> Exercise: Show all lines from the records below in which the string "woman" is present.
§ §
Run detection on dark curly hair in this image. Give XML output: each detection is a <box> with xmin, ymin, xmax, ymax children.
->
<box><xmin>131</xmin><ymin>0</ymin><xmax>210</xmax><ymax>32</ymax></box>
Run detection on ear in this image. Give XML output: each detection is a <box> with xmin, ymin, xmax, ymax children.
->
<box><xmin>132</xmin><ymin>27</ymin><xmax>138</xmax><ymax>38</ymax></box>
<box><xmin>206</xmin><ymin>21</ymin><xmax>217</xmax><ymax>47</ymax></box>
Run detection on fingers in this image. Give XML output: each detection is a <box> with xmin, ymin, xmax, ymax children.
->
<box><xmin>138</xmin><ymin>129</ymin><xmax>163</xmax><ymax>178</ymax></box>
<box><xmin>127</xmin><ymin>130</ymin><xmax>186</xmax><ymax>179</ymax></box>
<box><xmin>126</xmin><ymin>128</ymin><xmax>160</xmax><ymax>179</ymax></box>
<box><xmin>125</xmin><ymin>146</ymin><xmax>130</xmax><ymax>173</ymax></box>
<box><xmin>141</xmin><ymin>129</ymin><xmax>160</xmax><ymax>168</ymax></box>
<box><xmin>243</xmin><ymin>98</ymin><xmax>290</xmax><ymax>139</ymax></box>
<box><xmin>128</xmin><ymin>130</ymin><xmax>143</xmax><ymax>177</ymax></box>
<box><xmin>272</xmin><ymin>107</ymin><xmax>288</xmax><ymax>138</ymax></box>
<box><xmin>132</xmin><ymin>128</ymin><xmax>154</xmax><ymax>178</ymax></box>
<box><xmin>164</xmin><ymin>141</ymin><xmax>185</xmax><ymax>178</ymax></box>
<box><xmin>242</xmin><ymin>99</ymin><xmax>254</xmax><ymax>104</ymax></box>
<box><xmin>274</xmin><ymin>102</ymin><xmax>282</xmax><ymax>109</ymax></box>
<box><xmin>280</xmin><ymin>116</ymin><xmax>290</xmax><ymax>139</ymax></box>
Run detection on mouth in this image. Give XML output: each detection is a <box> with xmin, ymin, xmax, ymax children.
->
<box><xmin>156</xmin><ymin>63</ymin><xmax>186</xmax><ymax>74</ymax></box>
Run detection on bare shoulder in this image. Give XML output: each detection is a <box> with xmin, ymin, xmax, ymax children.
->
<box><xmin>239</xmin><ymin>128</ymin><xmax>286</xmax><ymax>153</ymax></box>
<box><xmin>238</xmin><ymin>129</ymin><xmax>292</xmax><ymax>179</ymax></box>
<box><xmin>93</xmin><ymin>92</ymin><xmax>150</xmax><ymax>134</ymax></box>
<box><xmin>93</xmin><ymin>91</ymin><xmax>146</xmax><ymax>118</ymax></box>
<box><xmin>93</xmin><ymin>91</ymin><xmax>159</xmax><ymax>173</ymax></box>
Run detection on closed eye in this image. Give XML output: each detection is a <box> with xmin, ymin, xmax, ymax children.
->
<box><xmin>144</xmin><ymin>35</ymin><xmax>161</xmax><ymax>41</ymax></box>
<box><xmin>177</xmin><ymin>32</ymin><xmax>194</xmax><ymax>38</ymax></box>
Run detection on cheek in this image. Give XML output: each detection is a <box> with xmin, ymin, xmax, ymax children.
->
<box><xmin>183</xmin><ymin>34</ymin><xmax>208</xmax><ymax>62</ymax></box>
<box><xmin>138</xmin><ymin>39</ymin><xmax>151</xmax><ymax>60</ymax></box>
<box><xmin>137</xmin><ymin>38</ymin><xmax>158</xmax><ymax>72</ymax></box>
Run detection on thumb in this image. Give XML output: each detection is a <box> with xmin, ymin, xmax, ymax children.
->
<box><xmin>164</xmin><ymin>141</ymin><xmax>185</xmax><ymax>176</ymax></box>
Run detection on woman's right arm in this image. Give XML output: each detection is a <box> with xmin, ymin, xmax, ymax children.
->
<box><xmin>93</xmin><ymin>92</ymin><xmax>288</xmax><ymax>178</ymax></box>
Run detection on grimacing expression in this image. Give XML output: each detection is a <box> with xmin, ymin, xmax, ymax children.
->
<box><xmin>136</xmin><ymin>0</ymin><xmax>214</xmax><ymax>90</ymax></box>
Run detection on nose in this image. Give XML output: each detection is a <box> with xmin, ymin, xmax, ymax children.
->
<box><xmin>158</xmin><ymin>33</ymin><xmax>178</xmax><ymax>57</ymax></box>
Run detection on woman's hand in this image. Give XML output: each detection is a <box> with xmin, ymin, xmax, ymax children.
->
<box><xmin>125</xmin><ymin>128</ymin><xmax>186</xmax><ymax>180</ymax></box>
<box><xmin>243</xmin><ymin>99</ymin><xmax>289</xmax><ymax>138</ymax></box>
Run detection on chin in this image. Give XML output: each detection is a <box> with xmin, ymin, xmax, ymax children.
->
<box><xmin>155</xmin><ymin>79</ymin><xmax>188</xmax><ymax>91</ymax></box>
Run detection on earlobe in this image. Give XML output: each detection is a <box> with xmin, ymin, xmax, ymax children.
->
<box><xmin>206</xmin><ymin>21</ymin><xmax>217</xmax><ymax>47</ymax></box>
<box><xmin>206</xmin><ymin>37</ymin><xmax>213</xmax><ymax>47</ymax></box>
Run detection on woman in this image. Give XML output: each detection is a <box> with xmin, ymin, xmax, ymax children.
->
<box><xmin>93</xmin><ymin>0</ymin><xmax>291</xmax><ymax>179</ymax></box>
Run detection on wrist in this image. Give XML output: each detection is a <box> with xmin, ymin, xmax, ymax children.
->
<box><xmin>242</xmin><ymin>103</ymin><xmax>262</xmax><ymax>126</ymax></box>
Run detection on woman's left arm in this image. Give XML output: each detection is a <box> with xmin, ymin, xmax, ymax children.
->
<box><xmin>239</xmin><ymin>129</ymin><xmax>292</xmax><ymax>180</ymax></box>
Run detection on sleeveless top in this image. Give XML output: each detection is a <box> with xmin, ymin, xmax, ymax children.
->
§ §
> Solution to this task:
Run detection on woman's right arm in this image. Give XML output: each detection is a <box> with xmin, ymin, xmax, ymax children.
Run detection on woman's hand in this image. Give XML output: each detection is a <box> with xmin, ymin, xmax, ymax children.
Run detection on woman in this image. Give XML output: each detection is a <box> with xmin, ymin, xmax, ymax children.
Run detection on woman's left arm in this image. Give XML output: each detection is a <box> with xmin, ymin, xmax, ymax children.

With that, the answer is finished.